Page extract:
################

Peering into the mind of DeSean Jackson through the eyes of Riley Freeman

TCUUpinSmoke

This is going to be psycho-babble, so stop here if you are not into that, but please stay and hear me out.

Riley Freeman made the Eagles uncomfortable in ways that Riley Cooper did not. Stay with me.

Like everyone else outside of eastern Pennsylvania, Hog Heaven cannot fathom the reasons that the Philadelphia Eagles attempted to trade and then released DeSean Jackson, or why they didn’t just release him before free agency opened.

If you are into grudge conspiracies, the Eagles waited until teams committed big salary cap dollars during the first week of free agency. That would be mean-minded and I don’t buy it. The effect is the same. The market’s ability to meet DJax’ demands was less this week than it might have been a month ago.

Tom Jackson at Eagles Eye blog explains it this way:

“Well, lets call Wide Receiver/PR a certain position which Kelly feels is very replaceable in his “system”. DJax’ release is a “cap casualty” only in that sense, since the Eagles were still $18 million under the cap at the time. Now take a position like Left Tackle—- Kelly considers that a hard-to-replace position, and he spent a lot of guaranteed money on all-pro tackle Jason Peters’ new contract.”

################

Data entries:
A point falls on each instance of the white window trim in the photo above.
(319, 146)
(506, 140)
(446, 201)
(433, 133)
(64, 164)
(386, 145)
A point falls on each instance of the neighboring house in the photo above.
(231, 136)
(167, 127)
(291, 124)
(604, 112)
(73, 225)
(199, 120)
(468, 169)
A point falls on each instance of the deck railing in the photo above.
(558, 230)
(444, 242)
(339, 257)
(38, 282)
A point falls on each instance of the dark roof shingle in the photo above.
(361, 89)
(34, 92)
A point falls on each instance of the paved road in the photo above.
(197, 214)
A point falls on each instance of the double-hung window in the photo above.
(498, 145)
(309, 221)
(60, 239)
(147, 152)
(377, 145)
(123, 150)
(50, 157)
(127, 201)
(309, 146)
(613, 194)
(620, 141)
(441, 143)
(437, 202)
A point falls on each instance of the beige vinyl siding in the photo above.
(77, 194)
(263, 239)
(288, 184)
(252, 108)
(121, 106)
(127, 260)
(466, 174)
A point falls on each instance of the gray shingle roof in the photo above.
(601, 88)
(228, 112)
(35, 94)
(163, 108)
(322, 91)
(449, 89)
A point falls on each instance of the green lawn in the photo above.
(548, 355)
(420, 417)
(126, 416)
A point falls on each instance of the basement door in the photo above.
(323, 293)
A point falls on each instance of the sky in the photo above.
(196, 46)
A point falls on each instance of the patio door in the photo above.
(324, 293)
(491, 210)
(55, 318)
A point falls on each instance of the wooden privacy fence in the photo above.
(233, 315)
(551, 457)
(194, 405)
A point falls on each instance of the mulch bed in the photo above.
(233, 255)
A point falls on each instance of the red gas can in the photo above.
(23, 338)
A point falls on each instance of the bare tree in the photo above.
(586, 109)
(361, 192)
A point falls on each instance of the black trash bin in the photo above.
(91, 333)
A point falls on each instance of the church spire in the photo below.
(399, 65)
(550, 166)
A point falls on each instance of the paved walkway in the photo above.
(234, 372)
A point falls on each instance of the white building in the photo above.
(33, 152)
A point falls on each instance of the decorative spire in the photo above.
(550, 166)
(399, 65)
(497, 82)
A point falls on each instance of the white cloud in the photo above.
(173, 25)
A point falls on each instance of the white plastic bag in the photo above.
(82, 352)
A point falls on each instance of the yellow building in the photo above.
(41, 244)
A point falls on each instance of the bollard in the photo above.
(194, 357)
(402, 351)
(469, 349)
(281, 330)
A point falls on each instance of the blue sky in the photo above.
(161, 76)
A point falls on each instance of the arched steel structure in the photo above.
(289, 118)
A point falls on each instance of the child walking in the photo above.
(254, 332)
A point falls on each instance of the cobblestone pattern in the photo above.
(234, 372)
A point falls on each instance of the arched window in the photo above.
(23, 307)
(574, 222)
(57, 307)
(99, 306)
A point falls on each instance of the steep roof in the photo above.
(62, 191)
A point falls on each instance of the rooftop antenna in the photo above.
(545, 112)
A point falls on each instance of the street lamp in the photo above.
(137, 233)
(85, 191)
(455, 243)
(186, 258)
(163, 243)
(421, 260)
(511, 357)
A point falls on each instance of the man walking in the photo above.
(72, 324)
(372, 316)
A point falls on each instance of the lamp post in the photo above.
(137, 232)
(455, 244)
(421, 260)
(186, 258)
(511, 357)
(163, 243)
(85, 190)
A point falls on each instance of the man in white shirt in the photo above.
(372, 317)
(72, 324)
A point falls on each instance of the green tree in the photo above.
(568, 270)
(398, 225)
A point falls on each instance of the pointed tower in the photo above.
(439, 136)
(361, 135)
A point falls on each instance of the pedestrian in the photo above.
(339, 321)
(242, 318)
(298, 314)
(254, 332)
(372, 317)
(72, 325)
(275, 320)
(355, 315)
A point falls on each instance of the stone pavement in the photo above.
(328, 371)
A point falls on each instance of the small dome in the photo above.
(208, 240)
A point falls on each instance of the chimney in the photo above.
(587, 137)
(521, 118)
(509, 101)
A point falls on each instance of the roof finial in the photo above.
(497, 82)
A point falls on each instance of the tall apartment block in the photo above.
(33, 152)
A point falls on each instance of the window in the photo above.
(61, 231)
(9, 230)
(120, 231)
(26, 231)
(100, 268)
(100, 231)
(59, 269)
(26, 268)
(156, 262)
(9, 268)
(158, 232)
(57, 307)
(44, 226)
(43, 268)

################

To-do list:
- 1) In the entries, starting at the line containing "A point falls on each instance of the arched steel" and ending with the last entry, rewrite those lines with "street lamp" replaced by "streetlight" and nothing else altered.
- 2) Extend the post on the Eagles releasing DeSean Jackson, picking up right after its final sentence.

Answers below:
- 1)
A point falls on each instance of the arched steel structure in the photo above.
(289, 118)
A point falls on each instance of the child walking in the photo above.
(254, 332)
A point falls on each instance of the cobblestone pattern in the photo above.
(234, 372)
A point falls on each instance of the arched window in the photo above.
(23, 307)
(574, 222)
(57, 307)
(99, 306)
A point falls on each instance of the steep roof in the photo above.
(62, 191)
A point falls on each instance of the rooftop antenna in the photo above.
(545, 112)
A point falls on each instance of the streetlight in the photo above.
(137, 233)
(85, 191)
(455, 243)
(186, 258)
(163, 243)
(421, 260)
(511, 357)
A point falls on each instance of the man walking in the photo above.
(72, 324)
(372, 316)
A point falls on each instance of the lamp post in the photo above.
(137, 232)
(455, 244)
(421, 260)
(186, 258)
(511, 357)
(163, 243)
(85, 190)
A point falls on each instance of the man in white shirt in the photo above.
(372, 317)
(72, 324)
A point falls on each instance of the green tree in the photo above.
(568, 270)
(398, 225)
A point falls on each instance of the pointed tower in the photo above.
(439, 136)
(361, 135)
A point falls on each instance of the pedestrian in the photo above.
(339, 321)
(242, 318)
(298, 314)
(254, 332)
(372, 317)
(72, 325)
(275, 320)
(355, 315)
A point falls on each instance of the stone pavement in the photo above.
(328, 371)
A point falls on each instance of the small dome in the photo above.
(208, 240)
A point falls on each instance of the chimney in the photo above.
(587, 137)
(521, 118)
(509, 101)
A point falls on each instance of the roof finial in the photo above.
(497, 82)
A point falls on each instance of the tall apartment block in the photo above.
(33, 152)
A point falls on each instance of the window in the photo above.
(61, 231)
(9, 230)
(120, 231)
(26, 231)
(100, 268)
(100, 231)
(59, 269)
(26, 268)
(156, 262)
(9, 268)
(158, 232)
(57, 307)
(44, 226)
(43, 268)

- 2)
(Read more here.)

If you are trying to connect the dots, there is still a step or two missing in this narrative. The Eagles were terse in the announcement.

The sports media writes superficially for an audience that rarely reads past the headlines. The gang ties stories never had concrete basis given Jackson’s civic activity around Philly and lack of felonious conviction.

Teams calling LAPD for gang ties is not due diligence. You can Google that on … Google. In any event, police departments are not going to malign anyone who is not an announced suspect, or who have not been arrested or convicted of anything.

I wonder if Jackson is a Boondocks fan. His music associates and his demeanor on occasion mimics the little brother in Aaron McGruder’s in-your-face comic strip. Riley Freeman is the Boondocks foil that McGruder uses to show the idiocy of the urban gangsta’-rapper life style. But young, urban men relate to Riley. Acting like him is a thing, even if they have no real intent to do anything gangsta’.

By itself, that should not count for much. Jackson wouldn’t be the only NFL player who might have that mindset. DJax and his camp forcefully deny gang involvement. In the buttoned-down, post-Aaron Hernandez NFL, one cannot even be close to gang members. It seems a small sacrifice for the income.

On top of other attitude issues and Jackson’s incompatibility with the coaching staff, he was too much of a headache for Chip Kelly. With a deep receiver talent pool in the 2014 Draft class, Kelly must have an eye on Jackson’s replacement and at the rookie pay scale, too.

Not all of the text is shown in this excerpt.